*** BRANO CITATO

Salute sul web, molti italiani si fidano delle prime informazioni che trovano. Arriva il decalogo anti-bufale

Quasi nove italiani su dieci consultano il web per ricerca informazioni sulla salute. Non tutti si fidano, ma ben il 44% ritiene che rivolgersi a “dottor Google” sia “poco o per nulla rischioso”. È quanto emerge da un sondaggio commissionato da Ibsa foundation for scientific research e presentato oggi a Roma in occasione del workshop “E-Health tra bufale e verità: le due facce della salute in rete”, promosso insieme a Cittadinanzattiva.
“L’enorme possibilità offerta dalla rete in tema di disponibilità di informazioni può trasformarsi in un pericolo se gli utenti non sono in grado di valutare l’affidabilità di quello che trovano – spiega Silvia Misiti, direttore della Ibsa foundation for scientific research – Questo è tanto più vero quanto più sono delicate le aree oggetto delle ricerche. La decisione di iniziare dalle associazioni di pazienti è scaturita dal fato che rappresentano un anello di congiunzione sempre più prezioso tra il mondo dei medici e la necessità dei pazienti che rappresentano”.

******
*** DATI DI ORIGINE

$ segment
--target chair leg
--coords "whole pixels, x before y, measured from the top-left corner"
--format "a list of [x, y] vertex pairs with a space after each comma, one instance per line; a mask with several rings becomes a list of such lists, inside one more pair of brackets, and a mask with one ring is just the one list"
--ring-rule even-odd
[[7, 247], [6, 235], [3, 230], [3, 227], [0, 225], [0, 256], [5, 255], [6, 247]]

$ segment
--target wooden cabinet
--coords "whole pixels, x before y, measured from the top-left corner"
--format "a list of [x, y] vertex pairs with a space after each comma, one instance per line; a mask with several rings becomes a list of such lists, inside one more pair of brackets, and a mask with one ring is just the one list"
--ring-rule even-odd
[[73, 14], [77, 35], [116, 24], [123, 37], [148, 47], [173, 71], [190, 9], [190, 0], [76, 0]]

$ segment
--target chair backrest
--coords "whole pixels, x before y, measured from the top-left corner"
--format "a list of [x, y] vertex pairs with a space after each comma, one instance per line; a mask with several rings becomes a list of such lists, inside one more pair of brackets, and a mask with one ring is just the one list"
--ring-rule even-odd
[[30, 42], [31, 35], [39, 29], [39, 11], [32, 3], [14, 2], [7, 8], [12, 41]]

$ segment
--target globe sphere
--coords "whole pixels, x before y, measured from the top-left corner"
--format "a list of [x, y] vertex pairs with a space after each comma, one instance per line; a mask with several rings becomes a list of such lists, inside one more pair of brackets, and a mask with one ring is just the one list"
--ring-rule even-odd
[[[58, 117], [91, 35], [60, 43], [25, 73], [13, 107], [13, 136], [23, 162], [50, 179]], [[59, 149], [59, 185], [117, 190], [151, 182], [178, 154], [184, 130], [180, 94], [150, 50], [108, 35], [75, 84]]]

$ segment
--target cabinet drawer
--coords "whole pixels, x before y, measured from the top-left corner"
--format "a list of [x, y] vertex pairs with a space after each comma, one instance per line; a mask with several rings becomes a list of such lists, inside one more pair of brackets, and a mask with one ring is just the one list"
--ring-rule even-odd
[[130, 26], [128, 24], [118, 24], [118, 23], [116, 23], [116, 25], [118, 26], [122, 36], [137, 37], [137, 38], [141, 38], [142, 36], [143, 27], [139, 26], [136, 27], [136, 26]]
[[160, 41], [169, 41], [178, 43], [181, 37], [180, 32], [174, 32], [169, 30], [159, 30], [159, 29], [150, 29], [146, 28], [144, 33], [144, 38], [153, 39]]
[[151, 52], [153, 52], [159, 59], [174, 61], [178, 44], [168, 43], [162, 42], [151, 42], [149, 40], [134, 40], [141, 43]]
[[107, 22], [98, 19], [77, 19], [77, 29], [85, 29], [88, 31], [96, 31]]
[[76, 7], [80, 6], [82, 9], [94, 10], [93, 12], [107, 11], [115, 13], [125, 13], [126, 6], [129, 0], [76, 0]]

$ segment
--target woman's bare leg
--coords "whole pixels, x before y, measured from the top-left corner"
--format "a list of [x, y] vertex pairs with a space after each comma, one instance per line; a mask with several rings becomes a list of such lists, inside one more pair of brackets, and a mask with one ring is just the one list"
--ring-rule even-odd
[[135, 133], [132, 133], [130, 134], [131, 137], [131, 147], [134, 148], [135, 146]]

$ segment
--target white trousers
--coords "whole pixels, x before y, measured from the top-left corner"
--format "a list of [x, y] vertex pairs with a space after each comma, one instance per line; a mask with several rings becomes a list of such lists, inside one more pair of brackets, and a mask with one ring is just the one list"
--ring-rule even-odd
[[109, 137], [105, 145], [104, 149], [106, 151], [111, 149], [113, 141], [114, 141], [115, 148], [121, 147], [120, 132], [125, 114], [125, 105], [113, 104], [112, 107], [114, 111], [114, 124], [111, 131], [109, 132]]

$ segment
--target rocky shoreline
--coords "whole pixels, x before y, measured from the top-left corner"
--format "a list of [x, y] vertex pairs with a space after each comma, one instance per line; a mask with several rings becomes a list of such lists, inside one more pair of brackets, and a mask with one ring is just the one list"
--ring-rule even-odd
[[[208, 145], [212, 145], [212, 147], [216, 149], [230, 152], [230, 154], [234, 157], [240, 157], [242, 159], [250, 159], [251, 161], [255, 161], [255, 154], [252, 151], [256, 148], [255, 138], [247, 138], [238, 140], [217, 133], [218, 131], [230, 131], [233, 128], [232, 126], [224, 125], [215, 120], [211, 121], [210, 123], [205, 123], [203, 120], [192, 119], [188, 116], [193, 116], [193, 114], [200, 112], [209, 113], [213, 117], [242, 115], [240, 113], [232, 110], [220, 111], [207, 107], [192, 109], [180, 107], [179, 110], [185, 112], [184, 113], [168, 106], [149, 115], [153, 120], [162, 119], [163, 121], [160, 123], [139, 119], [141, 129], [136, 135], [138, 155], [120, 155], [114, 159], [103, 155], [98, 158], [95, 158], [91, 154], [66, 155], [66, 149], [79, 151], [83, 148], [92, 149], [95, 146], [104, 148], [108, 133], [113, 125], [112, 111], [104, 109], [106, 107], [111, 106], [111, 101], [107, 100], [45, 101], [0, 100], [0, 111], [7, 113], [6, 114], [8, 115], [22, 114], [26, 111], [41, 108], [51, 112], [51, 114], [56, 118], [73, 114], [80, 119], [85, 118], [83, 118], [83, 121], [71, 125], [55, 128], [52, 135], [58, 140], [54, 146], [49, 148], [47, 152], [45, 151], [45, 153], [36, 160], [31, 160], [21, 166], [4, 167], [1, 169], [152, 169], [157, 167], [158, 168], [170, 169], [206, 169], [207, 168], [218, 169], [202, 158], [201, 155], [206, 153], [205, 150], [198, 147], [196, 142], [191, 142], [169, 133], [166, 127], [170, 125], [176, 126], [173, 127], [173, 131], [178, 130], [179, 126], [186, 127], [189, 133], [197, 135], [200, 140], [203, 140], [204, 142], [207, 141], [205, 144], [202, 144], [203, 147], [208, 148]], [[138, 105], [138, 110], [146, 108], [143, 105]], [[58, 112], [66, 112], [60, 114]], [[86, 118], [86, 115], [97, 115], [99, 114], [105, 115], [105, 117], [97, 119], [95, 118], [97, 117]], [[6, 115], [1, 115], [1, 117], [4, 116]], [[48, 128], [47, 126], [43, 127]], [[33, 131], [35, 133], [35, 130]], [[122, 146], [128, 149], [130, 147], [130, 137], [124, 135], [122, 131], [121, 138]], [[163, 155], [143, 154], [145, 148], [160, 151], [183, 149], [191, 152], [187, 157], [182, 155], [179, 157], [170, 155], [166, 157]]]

******

* CONSEGNA A *
Riscrivi l'articolo sulla salute in rete, tutto da "Salute sul web, molti" giù fino a "insieme a Cittadinanzattiva.", cambiando "web" in "internet".
* CONSEGNA B *
Nell'articolo sulla salute in rete, quale percentuale di italiani ritiene "poco o per nulla rischioso" rivolgersi a "dottor Google"?
* CONSEGNA C *
Prosegui l'articolo sulla salute in rete a partire dalla sua ultima frase.

* RISPOSTA A *
Salute sul internet, molti italiani si fidano delle prime informazioni che trovano. Arriva il decalogo anti-bufale

Quasi nove italiani su dieci consultano il internet per ricerca informazioni sulla salute. Non tutti si fidano, ma ben il 44% ritiene che rivolgersi a “dottor Google” sia “poco o per nulla rischioso”. È quanto emerge da un sondaggio commissionato da Ibsa foundation for scientific research e presentato oggi a Roma in occasione del workshop “E-Health tra bufale e verità: le due facce della salute in rete”, promosso insieme a Cittadinanzattiva.

* RISPOSTA B *
Il 44%.

* RISPOSTA C *
Incrociando i dati relativi alla frequenza dell’utilizzo del web nella ricerca di informazioni sulla salute e il grado di fiducia della rete stessa, emerge che gli intervistati della fascia di età 24-34 anni vedono nella rete un “supporto” ma sono più “diffidenti” rispetto ai 45-54enni. “Diffidenti a priori” (usano poco il web e lo percepiscono come fonte “ad alto rischio”) sono, invece, gli ultra 65enni. Notevoli anche le differenze rispetto al titolo di studio: a ricorrere alla rete in cerca di informazioni sulla salute è il 96% dei laureati contro il 24,5% di chi non è andato oltre la licenza elementare. Scarsa anche l’attenzione verso le fonti: il 44% si affida per abitudine ai primi risultati della pagina con una differenza rilevante tra i 18-24enni (55%) e gli ultra 65enni (22,7%).
“È soprattutto quando il cittadino è a caccia di informazioni sulla salute sul web, e questo accade sempre più spesso, che le nozioni di base diventano l’unica arma per difendersi da informazioni parziali o scorrette – spiega Antonio Gaudioso, segretario generale Cittadinanzattiva – ma quando parliamo di “health literacy” non ci riferiamo solo a questo: maggiori competenze significano anche un migliore rapporto tra medico e paziente. Un circolo virtuoso che spesso si traduce in una terapia più efficace e quindi una salute migliore. È una materia di cui in Italia si parla ancora troppo poco ma che ha e avrà una rilevanza sempre maggiore”.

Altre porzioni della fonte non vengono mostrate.